> _Task_: Please print the line that holds "Where can the petal" and each line after it to the end of the data, word for word, without any pictures.

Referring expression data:
- Opening Delimiter -

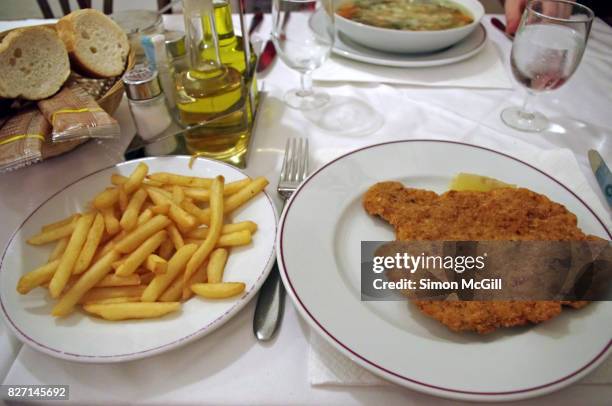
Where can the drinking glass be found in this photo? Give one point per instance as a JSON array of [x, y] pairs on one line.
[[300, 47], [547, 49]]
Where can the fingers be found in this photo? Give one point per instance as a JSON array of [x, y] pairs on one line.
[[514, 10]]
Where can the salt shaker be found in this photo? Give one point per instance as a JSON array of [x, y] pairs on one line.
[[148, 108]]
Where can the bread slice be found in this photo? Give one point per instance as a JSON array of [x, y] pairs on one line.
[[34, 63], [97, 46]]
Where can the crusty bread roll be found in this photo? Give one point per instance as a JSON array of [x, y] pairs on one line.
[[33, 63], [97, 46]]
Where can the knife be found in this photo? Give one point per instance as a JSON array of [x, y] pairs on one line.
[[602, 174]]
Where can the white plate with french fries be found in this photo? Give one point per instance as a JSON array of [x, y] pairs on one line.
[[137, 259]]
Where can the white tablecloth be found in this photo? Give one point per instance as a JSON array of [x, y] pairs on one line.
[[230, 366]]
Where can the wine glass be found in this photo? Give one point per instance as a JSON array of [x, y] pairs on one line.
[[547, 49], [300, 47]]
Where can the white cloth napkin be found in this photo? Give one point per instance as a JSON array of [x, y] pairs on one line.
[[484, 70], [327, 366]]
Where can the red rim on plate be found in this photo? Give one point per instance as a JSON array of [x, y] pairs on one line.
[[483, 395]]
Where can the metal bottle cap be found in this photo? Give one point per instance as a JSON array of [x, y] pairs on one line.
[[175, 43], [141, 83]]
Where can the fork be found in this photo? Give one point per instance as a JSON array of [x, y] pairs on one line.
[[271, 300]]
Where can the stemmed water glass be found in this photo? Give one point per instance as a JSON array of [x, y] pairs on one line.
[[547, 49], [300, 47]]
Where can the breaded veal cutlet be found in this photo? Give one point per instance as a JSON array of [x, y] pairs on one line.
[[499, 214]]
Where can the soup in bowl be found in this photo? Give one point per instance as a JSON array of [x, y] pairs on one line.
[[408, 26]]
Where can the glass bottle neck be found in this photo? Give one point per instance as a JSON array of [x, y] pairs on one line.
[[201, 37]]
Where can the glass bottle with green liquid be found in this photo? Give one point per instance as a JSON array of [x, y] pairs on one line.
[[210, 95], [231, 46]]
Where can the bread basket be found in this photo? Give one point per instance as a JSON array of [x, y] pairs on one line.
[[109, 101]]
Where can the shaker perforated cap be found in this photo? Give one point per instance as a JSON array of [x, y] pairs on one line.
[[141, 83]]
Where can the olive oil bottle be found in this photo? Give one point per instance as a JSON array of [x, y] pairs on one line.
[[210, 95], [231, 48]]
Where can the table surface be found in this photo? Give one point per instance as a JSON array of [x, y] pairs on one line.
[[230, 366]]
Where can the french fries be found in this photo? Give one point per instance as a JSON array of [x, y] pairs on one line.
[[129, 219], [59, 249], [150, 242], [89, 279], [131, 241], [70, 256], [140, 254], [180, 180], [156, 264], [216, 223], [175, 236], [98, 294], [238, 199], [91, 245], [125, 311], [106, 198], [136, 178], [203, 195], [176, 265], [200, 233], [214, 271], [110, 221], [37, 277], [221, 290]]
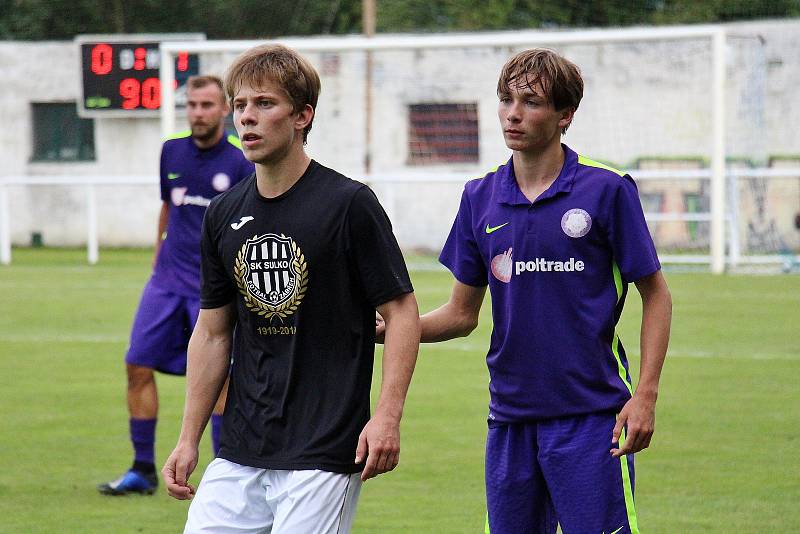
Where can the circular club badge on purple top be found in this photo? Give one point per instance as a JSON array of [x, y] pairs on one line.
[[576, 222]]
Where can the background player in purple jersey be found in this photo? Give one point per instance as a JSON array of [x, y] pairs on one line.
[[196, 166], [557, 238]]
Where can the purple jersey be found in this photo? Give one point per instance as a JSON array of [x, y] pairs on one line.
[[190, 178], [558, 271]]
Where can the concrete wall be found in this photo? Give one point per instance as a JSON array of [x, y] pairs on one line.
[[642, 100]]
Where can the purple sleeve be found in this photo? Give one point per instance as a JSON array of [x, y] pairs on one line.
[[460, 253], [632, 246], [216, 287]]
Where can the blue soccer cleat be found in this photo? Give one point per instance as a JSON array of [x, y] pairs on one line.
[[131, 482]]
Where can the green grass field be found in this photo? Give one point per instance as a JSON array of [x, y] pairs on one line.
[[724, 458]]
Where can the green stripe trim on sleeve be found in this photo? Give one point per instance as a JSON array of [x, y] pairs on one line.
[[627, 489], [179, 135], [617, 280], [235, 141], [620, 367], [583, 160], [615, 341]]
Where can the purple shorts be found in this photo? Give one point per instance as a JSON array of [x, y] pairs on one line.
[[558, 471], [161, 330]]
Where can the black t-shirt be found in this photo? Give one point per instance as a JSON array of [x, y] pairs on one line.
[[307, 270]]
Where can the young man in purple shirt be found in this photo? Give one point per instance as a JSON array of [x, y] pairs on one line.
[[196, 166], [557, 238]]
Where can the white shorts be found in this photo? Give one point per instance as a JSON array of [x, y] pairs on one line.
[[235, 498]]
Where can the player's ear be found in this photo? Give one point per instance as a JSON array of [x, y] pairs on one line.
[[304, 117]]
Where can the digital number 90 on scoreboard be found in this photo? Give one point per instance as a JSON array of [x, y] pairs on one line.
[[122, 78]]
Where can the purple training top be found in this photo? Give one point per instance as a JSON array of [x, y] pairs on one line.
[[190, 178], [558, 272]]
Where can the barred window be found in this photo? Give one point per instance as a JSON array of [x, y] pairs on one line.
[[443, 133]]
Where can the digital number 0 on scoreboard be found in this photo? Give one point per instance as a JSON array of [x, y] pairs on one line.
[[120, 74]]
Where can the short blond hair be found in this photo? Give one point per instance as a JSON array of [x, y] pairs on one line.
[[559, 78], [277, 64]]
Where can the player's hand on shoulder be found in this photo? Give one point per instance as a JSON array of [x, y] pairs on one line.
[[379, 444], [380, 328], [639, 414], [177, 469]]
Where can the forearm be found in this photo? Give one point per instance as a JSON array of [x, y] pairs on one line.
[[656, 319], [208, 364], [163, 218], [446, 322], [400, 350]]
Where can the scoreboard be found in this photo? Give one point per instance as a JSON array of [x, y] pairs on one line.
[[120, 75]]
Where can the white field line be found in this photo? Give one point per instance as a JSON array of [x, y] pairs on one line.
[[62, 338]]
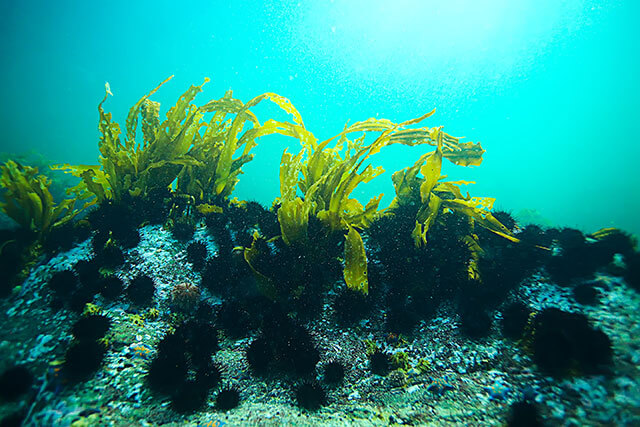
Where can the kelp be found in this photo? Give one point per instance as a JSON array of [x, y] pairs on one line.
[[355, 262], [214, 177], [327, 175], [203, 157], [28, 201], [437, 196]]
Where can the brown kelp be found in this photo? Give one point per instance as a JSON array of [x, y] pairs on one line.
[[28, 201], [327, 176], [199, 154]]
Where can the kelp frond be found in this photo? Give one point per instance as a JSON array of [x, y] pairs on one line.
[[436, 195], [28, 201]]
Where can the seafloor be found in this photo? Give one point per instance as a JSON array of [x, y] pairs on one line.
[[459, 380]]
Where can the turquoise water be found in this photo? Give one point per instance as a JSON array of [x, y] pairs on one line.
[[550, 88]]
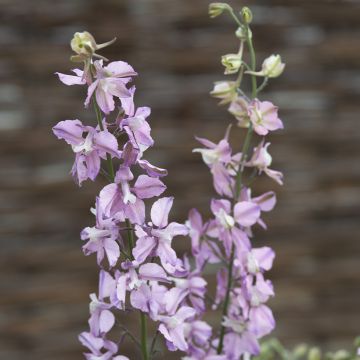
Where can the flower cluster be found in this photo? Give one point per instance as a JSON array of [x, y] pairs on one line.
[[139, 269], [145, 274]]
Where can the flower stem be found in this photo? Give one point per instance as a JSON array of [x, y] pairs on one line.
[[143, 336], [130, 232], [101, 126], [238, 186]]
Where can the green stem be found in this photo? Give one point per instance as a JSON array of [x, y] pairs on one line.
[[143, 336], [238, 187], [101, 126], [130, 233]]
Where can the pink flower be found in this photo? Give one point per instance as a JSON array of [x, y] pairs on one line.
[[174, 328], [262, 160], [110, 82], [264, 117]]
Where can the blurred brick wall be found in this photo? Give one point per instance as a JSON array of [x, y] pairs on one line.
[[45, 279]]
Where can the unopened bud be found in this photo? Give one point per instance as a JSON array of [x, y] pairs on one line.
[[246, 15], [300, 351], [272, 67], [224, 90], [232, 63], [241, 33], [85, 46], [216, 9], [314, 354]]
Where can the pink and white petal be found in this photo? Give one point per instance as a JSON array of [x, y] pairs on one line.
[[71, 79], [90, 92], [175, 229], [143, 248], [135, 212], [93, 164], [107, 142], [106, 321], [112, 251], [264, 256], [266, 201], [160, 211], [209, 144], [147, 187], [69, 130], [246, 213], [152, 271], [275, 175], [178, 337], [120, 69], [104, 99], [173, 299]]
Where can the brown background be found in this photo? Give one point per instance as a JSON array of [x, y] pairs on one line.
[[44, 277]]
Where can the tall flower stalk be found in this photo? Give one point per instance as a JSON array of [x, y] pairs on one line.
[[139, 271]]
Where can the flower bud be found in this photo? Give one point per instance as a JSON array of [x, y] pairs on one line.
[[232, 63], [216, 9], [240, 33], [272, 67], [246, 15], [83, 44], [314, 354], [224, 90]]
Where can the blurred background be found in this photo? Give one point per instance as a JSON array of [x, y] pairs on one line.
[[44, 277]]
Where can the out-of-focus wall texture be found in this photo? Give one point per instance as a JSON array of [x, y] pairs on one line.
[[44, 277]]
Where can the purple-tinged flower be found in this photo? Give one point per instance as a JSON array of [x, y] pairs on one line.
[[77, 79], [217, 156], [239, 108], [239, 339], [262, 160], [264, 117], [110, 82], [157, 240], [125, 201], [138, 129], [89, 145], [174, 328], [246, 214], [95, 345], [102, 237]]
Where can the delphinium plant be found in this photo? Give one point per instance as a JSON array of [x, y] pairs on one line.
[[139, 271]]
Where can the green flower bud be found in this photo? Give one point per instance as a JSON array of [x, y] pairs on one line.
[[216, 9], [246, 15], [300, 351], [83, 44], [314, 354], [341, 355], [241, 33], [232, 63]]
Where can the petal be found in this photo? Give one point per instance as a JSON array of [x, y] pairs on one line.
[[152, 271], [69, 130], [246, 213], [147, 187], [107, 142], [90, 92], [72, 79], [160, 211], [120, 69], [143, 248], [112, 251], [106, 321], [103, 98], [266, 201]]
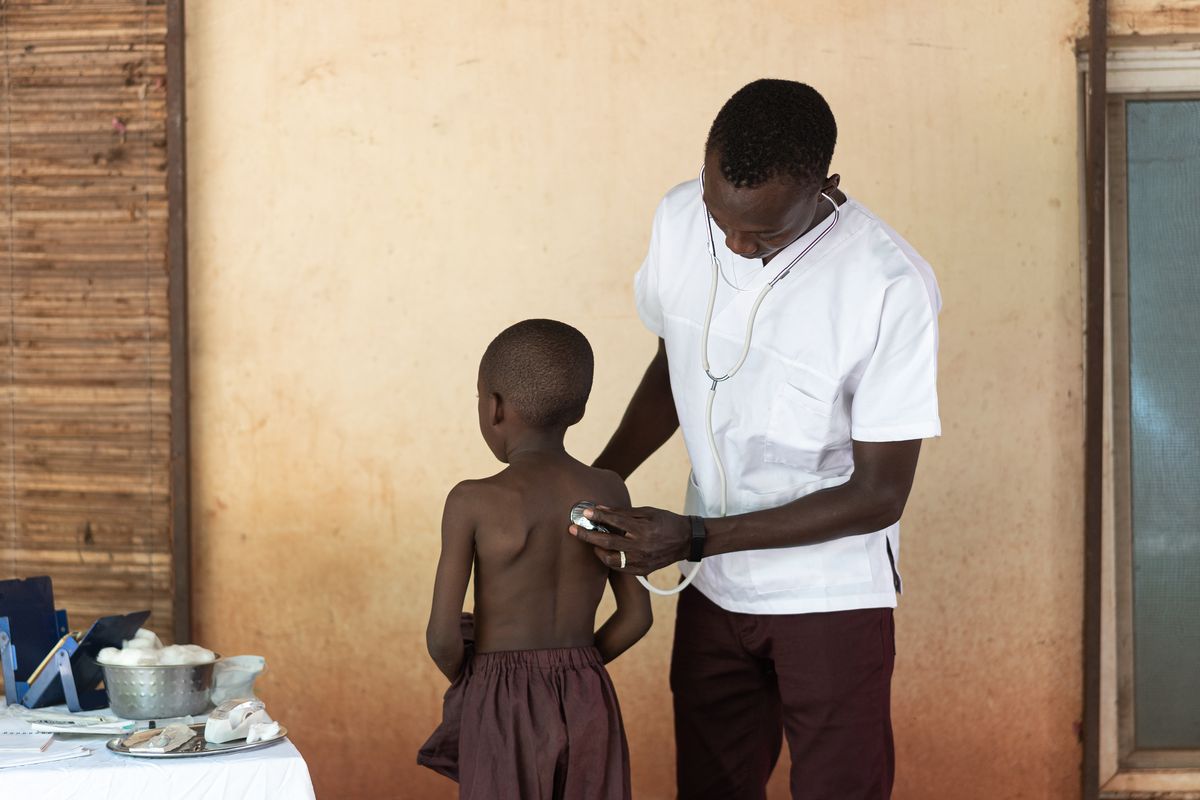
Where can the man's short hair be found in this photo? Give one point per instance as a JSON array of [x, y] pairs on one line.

- Closing Delimiter -

> _Task response_:
Where can the petal be found in this photo? Give one point per instance as a JSON array of [x, y] pairs on one line.
[[152, 271], [69, 130], [246, 213], [147, 187], [107, 142], [90, 92], [72, 79], [160, 211], [120, 69], [143, 248], [112, 251], [106, 321], [103, 98], [266, 201]]
Where can the man's short hair be found in this photo? Give one point per instance as a JSON array of [x, y] pairs on one line.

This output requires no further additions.